Another mechanism by which down-regulation of miRNAs may be implicated in the development of endocrine therapy resistance is by leading to overexpression of CDK3 and enhanced transcriptional activity of ER.

=== GPER ===
GPER is a transmembrane protein that acts as an estrogen receptor, and it is present in 50-60% of breast cancer cases. The cellular location of GPER seems to correlate somewhat with tumor prognosis, where cytoplasmic GPER is associated with lower grade tumors and nuclear GPER with higher rates of metastasis.

The signaling pathways associated with the GPER protein involve tyrosine kinases (from the Src family). Additionally, there is crosstalk between the GPER and EGFR signaling pathways.

Tamoxifen has been shown to increase expression of GPER by binding to its receptor. The signaling pathways initiated lead not only to tamoxifen resistance, but also a higher risk of metastasis and cell growth. The overall survival rate hence decreases for patients displaying high GPER expression.

=== PR expression ===
PR (progesterone receptor) is a gene expressed in around 50% of ER+ breast cancer patients. Clinical studies have shown that ER+/PR+ cases are more sensitive to endocrine therapy than ER+/PR- cases, suggesting that the loss of PR expression is associated with the development of endocrine therapy resistance. PR levels have been shown to be downregulated when there is activation of growth factors via the PI3K/Akt/mTOR pathway.

════════

[Brief]: Render this sentence from the endocrine therapy excerpt into Spanish: "GPER is a transmembrane protein that acts as an estrogen receptor, and it is present in 50-60% of breast cancer cases." Please rely on the endocrine therapy excerpt alone.

════════

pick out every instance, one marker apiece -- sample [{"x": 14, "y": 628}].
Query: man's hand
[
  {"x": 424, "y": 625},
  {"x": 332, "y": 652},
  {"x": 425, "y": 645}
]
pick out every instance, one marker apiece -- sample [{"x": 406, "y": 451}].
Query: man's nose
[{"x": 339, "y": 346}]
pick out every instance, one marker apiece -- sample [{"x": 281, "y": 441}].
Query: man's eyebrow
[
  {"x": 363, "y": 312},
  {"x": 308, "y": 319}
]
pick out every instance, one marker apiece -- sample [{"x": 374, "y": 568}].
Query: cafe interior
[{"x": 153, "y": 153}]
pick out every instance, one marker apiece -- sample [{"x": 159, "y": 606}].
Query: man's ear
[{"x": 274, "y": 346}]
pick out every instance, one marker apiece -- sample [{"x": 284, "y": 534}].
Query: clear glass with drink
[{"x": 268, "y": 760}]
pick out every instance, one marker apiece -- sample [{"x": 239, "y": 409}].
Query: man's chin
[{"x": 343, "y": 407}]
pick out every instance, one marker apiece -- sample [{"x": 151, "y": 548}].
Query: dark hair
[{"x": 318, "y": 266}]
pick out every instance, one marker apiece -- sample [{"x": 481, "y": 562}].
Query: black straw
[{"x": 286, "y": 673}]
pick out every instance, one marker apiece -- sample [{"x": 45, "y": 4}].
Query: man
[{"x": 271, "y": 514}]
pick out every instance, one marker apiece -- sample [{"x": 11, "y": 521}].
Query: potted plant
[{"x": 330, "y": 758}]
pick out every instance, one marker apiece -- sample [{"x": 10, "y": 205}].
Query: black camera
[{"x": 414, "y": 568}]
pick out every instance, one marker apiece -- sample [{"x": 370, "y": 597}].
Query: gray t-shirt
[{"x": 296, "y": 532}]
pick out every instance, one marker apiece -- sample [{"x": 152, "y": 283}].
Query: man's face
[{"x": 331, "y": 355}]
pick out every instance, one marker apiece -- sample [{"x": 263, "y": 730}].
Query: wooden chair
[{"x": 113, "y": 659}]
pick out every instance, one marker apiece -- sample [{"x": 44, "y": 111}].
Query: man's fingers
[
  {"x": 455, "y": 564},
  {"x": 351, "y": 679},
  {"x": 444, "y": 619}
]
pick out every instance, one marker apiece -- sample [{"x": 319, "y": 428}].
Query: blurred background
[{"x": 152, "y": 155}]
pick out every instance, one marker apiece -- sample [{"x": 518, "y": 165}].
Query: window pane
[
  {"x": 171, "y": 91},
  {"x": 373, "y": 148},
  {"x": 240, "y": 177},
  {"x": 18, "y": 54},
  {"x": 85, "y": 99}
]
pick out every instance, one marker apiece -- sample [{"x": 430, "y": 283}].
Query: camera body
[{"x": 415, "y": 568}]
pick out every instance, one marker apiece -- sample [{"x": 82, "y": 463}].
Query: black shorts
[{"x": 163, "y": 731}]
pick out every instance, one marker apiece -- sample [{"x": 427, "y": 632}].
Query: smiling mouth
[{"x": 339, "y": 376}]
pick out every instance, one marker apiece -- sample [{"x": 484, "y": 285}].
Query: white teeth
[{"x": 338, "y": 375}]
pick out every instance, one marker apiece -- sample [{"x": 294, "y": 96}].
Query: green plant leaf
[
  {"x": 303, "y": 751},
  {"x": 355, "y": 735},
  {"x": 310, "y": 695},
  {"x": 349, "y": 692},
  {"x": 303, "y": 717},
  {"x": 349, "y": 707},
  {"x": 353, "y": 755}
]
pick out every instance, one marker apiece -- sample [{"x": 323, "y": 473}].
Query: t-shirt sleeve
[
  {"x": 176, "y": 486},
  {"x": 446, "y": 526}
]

════════

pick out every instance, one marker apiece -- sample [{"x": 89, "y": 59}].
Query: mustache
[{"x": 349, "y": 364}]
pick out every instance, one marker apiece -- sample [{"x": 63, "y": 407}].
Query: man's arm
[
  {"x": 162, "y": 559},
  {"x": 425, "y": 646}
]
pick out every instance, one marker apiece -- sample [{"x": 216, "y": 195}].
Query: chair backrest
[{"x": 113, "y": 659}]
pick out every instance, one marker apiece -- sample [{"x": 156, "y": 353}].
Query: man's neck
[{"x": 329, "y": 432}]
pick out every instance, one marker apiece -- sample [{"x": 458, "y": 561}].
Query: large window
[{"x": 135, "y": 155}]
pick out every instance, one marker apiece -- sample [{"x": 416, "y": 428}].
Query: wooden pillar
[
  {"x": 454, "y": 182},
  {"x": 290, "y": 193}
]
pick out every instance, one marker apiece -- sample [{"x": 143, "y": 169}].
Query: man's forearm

════════

[Output for this task]: GPER es una proteína transmembrana que actúa como receptor de estrógenos, y está presente en el 50-60 % de los casos de cáncer de mama.